Just had 7 hours of downtime. 4 hours yesterday

Pentium100 · September 11, 2020, 3:09pm

Sometimes the RAID controller can allow you to switch to HBA mode or, in some cases, set each drive up as a single-drive RAID0 “array” to make the drives visible to the OS. I do don’t know how well the second option would work when connected to a different controller though.

When I buy a server buy a HBA for the drives (if there is none built in) I usually use LSI SAS1068 for drives <=2TB and SAS2008 for big drives, preferably flashing then with IT firmware.

deathlessdd · September 11, 2020, 3:20pm

Thanks thats probably what I need for a backup. But can you just plug and play if you have a config saved from the old hardware raid to load on the new.
Of all the hardware in my server the hardware raid card is what I worry most for. This is why I wouldnt wanna run a node on it.

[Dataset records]
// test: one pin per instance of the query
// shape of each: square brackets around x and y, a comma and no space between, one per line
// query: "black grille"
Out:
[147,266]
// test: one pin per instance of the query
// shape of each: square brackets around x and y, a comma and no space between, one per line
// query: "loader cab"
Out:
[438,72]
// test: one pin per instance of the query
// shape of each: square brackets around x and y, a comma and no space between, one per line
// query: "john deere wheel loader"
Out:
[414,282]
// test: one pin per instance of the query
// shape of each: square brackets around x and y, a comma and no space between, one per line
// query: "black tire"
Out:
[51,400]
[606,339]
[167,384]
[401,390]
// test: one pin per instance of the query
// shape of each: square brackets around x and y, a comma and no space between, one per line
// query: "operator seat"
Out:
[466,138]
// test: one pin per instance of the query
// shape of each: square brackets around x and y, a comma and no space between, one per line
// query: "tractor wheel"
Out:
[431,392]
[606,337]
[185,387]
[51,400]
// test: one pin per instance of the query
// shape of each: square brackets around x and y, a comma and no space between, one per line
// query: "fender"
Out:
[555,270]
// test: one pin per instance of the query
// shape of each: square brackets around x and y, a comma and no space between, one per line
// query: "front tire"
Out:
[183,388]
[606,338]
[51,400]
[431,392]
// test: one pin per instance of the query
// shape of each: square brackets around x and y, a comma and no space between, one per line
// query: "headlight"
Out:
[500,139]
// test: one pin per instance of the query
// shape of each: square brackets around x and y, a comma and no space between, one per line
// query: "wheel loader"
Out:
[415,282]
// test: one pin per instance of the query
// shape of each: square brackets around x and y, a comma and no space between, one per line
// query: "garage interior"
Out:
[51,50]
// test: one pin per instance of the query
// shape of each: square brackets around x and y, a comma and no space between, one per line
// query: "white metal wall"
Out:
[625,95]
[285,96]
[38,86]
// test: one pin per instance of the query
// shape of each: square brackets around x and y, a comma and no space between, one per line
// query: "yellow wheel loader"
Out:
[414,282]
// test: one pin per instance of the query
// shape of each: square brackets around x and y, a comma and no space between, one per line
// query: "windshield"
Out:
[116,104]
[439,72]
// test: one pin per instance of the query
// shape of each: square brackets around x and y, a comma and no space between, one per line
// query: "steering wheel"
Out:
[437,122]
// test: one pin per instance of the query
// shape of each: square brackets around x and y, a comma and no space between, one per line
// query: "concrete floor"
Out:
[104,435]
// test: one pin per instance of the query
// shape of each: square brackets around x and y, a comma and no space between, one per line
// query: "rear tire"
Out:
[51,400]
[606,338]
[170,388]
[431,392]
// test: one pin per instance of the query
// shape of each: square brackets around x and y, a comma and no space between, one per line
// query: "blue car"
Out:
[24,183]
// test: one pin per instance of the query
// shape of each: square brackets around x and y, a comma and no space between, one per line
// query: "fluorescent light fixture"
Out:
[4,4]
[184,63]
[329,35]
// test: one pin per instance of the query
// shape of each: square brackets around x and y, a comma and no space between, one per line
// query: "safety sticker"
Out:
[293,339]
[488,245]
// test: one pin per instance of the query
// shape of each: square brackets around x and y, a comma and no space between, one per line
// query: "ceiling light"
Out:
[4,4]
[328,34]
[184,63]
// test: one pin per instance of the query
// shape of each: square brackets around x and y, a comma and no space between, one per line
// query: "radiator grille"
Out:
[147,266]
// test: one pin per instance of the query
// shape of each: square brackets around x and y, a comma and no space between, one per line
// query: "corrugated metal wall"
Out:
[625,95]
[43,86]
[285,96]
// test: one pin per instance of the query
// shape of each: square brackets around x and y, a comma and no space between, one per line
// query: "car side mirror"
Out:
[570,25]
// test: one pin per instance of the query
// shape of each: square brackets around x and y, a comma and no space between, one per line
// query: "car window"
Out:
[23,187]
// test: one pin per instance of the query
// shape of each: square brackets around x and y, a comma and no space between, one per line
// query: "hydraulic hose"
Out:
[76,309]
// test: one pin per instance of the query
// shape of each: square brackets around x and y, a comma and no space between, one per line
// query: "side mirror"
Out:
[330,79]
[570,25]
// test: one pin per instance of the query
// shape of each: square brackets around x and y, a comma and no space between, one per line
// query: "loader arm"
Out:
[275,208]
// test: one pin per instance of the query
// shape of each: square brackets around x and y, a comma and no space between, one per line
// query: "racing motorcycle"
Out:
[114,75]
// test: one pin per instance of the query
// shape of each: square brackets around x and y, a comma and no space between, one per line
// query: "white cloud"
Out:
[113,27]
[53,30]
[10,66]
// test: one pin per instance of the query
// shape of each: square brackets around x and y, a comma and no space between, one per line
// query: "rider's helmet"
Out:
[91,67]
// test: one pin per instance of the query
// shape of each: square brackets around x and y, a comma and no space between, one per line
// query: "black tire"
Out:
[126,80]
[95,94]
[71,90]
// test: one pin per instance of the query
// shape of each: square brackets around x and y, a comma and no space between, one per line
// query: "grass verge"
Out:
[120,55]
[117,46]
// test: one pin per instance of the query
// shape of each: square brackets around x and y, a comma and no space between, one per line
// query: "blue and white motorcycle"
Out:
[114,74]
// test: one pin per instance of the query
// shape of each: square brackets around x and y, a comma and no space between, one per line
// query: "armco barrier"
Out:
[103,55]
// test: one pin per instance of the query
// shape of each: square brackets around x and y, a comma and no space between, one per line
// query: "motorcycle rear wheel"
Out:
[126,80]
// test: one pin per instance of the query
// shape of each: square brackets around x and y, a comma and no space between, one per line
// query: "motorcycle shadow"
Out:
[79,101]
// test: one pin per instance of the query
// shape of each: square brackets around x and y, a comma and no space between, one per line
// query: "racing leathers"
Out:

### TO BE DONE
A. Which lines of the records contain the string "rear"? Extract each of them, treating uppercase and lowercase as different.
B. Pick up the forum thread about RAID controllers and HBA cards and continue it from its last post.

### PER-TASK OUTPUTS
A.
// query: "rear tire"
// query: "motorcycle rear wheel"

B.
node1 · September 11, 2020, 3:40pm

We are SNO’s, not the ambulance.
It is possible to set up monitoring system, that wakes you up with the alarm during the night, so you could go and work on problem instead of sleeping and going to the main work in the morning. The question is how much Storj should pay SNO’s for such a reaction speed as well do we really need that?

Most of us sleep longer then 5 hours as as well most of us have a main job in the morning. So if the problem starts late in the night, just after you went to sleep, the earliest time when you can start fixing is next day after main job. This means 8 hours of sleep + 8 hours of work = 16 hours downtime with no possibility to fix it. Of course some small things you can do in the morning befor main job, some things you can do over the SSH, but some case needs you to be physically be there and spend few hours. So in my opinion even 24h. of down time (before DQ) is not enough time for some situations.

But i somehow believe, that Storj team already know this very well, because it was discussed many times here before. As well we all know, that sometimes problems can be on ISP or etc. So i hope, that there will be a clever and realistic solution for downtime calculation, DQ and etc.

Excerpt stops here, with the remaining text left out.